Written exercise a: Count the lines in the entries below that contain the string "lamp", treating uppercase and lowercase letters as different, and give only the number.

-- START OF Document passage --

7. Generating Columns With The Case Statement

I get the solution and my answer was somewhat similar, however mine was different in a few ways and I had questions on it. I’ll post my code and the solution code below.

So my curiosity/question stems from:

  1. When I query the “invoice” table separately, I see the “total” column is the sum of purchases for ALL invoices
  2. Because of knowledge of #1, it didn’t seem to appear that I need to aggregate “I.TOTAL” because it already is.
  3. So because of this I did a COUNT(*) because we’re GROUP BY at the customer level (all invoice_line and invoice_ids should roll into it) > the total purchases look correct
  4. But of course the issue is with the I.TOTAL because I assumed two things 1) it is already the sum of sums of all purchases by “CUSTOMER_ID” and 2) even without, we still GROUP BY customer name.

Questions:
Basically, just curious why it is TOTAL column is sum of sums in INVOICE table, but without sum() the results in our query is the sum of only ONE arbitrary invoice (after the join)?

Also, does the GROUP BY not apply to everything in select statement (if so, I’d imagine it would group the I.TOTAL by all purchases?

My code:
SELECT
c.first_name || " " || c.last_name customer_name,
COUNT(*) number_of_purchases,
i.total total_spent,
CASE
WHEN i.total < 40 THEN “small spender”
WHEN i.total > 100 THEN “big spender”
ELSE “regular”
END
AS customer_category

FROM customer c
INNER JOIN invoice i ON c.customer_id = i.customer_id
GROUP BY customer_name
ORDER BY customer_name

Solution:
SELECT
c.first_name || " " || c.last_name customer_name,
COUNT(i.invoice_id) number_of_purchases,
SUM(i.total) total_spent,
CASE
WHEN SUM(i.total) < 40 THEN “small spender”
WHEN SUM(i.total) > 100 THEN “big spender”
ELSE “regular”
END
AS customer_category

FROM customer c
INNER JOIN invoice i ON c.customer_id = i.customer_id
GROUP BY customer_name
ORDER BY customer_name

Hey there!

The interesting thing here is that in most flavors of SQL, your code would have failed as you’d either need to include all non-aggregated columns into your GROUP BY statement or aggregate the column — in our code interpreter, we just select the last known value for total when you group. In order to get the total amount spent, you’d need to aggregate the total_spent column using an aggregation method — that would be SUM in this case.

-- END OF Document passage --
-- START OF Data rows --

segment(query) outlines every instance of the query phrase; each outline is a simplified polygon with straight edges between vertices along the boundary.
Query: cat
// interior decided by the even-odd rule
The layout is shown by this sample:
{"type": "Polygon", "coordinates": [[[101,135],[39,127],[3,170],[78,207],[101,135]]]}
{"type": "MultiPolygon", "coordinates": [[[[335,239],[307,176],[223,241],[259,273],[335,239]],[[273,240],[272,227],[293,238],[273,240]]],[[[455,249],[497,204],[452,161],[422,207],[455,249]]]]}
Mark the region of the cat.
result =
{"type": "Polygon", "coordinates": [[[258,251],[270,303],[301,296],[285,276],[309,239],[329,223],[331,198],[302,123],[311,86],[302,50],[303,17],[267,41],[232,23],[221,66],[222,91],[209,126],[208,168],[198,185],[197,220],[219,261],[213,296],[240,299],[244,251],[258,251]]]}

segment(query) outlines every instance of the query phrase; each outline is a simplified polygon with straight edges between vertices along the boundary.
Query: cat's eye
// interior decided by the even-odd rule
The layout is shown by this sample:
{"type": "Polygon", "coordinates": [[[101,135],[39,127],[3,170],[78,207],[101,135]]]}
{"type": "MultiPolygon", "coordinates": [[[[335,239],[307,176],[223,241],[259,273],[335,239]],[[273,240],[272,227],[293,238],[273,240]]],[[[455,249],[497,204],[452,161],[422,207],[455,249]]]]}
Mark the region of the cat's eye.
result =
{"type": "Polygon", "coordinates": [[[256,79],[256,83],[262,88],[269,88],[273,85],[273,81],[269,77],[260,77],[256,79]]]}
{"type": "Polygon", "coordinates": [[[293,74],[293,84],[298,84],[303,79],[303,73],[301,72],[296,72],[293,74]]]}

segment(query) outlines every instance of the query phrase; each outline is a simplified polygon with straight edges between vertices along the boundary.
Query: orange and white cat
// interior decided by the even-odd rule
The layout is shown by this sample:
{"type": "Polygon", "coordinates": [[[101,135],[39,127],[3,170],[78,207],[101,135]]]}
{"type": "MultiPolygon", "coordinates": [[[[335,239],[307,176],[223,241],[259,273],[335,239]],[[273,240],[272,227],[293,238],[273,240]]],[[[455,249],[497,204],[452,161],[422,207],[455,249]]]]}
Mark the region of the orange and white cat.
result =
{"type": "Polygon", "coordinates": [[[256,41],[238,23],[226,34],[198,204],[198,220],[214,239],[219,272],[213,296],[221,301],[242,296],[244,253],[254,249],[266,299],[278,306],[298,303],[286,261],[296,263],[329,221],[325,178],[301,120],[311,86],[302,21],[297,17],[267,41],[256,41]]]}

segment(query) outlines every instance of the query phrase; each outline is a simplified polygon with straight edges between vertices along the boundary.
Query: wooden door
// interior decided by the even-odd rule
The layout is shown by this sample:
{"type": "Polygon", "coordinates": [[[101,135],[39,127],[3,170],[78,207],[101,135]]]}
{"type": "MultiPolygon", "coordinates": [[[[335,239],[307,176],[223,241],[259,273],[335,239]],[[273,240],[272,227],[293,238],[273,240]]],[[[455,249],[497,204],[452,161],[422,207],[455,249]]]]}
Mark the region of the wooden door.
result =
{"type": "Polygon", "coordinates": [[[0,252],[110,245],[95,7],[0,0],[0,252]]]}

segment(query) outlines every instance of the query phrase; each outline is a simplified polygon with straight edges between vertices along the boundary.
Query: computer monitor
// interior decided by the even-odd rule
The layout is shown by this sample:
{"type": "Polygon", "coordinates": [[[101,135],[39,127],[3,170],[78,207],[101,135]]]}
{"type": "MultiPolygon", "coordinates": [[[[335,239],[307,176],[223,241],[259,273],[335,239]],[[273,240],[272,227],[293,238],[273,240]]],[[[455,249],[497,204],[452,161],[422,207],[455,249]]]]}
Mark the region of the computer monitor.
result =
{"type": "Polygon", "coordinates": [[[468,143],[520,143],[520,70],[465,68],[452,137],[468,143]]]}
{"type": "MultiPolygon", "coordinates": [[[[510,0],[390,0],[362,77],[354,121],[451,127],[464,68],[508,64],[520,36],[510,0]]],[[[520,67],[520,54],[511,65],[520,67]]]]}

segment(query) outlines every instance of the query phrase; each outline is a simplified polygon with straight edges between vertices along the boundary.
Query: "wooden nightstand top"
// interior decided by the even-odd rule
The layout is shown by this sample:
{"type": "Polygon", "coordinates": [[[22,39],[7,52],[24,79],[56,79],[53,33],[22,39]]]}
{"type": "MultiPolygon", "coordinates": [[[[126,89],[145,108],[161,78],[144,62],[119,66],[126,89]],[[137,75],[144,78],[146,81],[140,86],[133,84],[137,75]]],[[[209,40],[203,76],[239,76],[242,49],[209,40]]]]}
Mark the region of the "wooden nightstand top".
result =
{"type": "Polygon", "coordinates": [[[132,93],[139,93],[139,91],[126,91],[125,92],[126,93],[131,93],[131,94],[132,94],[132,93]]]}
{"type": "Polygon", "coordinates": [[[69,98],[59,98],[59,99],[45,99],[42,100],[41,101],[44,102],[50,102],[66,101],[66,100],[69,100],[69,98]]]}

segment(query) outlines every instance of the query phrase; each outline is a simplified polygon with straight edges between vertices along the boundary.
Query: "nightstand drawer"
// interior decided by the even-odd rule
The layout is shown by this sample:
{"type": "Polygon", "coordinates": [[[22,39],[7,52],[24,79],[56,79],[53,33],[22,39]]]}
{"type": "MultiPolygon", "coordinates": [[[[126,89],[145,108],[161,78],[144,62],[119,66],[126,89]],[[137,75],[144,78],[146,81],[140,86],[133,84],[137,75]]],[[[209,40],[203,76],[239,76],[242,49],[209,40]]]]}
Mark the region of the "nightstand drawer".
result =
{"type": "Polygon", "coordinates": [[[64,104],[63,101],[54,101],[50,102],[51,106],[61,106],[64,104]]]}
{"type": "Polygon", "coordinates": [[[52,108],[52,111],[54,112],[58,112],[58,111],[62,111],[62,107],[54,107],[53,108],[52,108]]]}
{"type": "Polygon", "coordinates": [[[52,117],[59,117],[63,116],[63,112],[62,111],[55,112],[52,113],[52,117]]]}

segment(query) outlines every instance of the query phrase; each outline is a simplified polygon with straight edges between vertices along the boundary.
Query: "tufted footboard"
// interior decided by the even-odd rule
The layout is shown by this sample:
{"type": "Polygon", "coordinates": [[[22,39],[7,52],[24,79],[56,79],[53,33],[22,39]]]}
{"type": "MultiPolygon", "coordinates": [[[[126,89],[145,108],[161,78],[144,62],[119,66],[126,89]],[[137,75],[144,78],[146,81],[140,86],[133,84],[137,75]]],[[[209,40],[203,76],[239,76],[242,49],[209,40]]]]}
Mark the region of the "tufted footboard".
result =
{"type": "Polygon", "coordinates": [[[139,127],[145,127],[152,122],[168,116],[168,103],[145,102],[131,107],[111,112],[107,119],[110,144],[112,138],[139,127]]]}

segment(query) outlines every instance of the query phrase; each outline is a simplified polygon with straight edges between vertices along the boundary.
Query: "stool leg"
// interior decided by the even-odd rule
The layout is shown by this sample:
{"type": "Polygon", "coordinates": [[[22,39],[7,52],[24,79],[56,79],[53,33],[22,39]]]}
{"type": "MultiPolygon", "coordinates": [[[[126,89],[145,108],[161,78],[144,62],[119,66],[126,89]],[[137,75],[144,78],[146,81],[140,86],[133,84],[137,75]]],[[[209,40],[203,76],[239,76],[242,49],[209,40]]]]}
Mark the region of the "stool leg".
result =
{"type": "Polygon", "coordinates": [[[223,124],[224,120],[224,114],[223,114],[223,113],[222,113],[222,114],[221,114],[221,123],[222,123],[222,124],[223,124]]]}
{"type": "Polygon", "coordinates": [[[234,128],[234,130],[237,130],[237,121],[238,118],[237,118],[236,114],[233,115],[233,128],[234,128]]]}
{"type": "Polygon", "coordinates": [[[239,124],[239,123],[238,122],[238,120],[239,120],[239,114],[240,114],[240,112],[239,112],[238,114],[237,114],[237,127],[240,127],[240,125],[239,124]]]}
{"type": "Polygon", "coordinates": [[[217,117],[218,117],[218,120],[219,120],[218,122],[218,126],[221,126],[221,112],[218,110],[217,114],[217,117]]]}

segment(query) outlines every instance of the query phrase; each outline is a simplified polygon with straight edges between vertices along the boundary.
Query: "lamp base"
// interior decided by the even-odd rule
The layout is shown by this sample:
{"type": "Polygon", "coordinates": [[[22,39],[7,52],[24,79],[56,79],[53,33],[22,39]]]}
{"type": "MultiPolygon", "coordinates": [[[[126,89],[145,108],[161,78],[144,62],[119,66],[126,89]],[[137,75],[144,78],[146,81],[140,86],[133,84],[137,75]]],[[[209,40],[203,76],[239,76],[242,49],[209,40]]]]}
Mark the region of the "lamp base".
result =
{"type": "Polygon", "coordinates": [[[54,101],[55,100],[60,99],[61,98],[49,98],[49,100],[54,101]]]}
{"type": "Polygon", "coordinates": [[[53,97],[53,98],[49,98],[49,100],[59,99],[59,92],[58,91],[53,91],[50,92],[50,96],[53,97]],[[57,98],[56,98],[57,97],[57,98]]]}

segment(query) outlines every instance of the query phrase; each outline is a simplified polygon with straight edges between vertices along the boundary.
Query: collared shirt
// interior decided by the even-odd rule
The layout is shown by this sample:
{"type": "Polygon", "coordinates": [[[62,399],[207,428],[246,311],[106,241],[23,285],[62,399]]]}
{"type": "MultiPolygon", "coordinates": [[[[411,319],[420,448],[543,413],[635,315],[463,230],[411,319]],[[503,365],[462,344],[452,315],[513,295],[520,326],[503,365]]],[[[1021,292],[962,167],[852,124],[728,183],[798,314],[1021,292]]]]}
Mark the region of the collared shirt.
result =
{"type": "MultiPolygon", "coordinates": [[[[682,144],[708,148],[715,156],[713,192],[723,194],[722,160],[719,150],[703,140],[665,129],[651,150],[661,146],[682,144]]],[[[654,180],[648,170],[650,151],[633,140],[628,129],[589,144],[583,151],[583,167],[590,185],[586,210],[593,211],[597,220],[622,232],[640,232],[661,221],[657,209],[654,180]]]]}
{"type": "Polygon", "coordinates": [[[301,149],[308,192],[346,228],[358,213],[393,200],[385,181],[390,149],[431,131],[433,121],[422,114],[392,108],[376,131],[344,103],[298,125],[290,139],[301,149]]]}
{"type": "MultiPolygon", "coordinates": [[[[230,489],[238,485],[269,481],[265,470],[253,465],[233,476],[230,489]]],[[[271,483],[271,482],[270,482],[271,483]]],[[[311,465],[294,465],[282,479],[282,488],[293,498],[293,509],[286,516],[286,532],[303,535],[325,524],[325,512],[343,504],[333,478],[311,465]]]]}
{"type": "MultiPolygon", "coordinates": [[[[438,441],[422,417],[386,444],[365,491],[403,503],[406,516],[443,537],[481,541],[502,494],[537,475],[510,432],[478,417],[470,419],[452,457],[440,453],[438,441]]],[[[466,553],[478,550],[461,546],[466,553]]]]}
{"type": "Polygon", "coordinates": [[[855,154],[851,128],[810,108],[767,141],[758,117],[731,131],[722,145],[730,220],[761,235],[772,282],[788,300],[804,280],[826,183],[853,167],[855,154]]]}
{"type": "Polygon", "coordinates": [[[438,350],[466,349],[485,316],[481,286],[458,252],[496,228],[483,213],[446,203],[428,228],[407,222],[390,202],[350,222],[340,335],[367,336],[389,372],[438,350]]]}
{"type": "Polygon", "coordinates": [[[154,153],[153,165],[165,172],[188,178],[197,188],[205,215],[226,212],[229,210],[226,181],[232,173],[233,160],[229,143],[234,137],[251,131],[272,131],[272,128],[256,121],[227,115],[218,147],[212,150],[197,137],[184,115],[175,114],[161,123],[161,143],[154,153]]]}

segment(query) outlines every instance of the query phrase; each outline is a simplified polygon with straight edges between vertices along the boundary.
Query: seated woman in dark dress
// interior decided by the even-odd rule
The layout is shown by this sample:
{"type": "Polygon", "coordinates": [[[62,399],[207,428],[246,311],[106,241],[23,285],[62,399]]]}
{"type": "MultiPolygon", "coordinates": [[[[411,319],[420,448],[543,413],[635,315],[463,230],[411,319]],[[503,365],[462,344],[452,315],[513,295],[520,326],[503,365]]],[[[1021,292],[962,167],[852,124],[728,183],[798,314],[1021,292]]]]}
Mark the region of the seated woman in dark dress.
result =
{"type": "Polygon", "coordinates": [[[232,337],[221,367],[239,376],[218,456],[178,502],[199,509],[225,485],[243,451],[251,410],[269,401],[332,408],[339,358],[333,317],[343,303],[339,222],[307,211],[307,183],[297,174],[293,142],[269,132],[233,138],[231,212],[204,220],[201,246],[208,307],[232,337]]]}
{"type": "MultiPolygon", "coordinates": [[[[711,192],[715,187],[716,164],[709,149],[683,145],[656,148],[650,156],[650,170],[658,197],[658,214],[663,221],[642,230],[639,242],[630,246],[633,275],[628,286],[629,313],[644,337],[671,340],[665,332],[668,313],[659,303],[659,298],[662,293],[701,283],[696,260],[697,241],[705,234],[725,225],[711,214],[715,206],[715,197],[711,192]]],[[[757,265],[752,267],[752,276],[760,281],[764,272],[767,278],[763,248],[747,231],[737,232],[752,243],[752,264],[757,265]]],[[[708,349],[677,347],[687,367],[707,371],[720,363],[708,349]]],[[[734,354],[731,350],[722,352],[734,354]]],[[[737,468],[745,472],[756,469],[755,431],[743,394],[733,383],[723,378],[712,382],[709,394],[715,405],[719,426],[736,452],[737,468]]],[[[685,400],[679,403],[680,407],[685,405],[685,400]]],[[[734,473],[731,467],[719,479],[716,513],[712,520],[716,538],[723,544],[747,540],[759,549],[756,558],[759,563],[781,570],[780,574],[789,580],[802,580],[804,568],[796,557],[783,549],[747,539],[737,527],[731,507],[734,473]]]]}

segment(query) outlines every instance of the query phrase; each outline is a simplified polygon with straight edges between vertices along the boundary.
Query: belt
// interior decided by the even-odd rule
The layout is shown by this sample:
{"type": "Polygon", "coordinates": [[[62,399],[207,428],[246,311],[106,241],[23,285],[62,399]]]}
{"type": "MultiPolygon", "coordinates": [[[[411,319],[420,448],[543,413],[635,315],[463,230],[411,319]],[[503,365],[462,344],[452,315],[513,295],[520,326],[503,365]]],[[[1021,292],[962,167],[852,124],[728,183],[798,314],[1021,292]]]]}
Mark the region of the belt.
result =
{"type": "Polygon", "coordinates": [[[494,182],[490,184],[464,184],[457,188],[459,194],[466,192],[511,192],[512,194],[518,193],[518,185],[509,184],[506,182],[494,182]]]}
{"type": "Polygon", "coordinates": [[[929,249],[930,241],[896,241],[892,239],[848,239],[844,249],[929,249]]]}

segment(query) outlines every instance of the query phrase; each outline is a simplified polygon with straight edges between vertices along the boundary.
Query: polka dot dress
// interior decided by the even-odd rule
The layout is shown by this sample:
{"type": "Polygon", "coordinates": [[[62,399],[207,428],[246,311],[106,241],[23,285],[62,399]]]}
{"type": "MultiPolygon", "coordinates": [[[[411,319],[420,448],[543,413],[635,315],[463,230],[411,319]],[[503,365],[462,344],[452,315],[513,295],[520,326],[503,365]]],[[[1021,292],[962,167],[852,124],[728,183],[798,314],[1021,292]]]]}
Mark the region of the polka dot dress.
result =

-- END OF Data rows --

Written exercise b: Return the part of the SQL forum thread above from "The interesting thing" to "in this case.", copied word for word.

Correct response a: 2

Correct response b:
The interesting thing here is that in most flavors of SQL, your code would have failed as you’d either need to include all non-aggregated columns into your GROUP BY statement or aggregate the column — in our code interpreter, we just select the last known value for total when you group. In order to get the total amount spent, you’d need to aggregate the total_spent column using an aggregation method — that would be SUM in this case.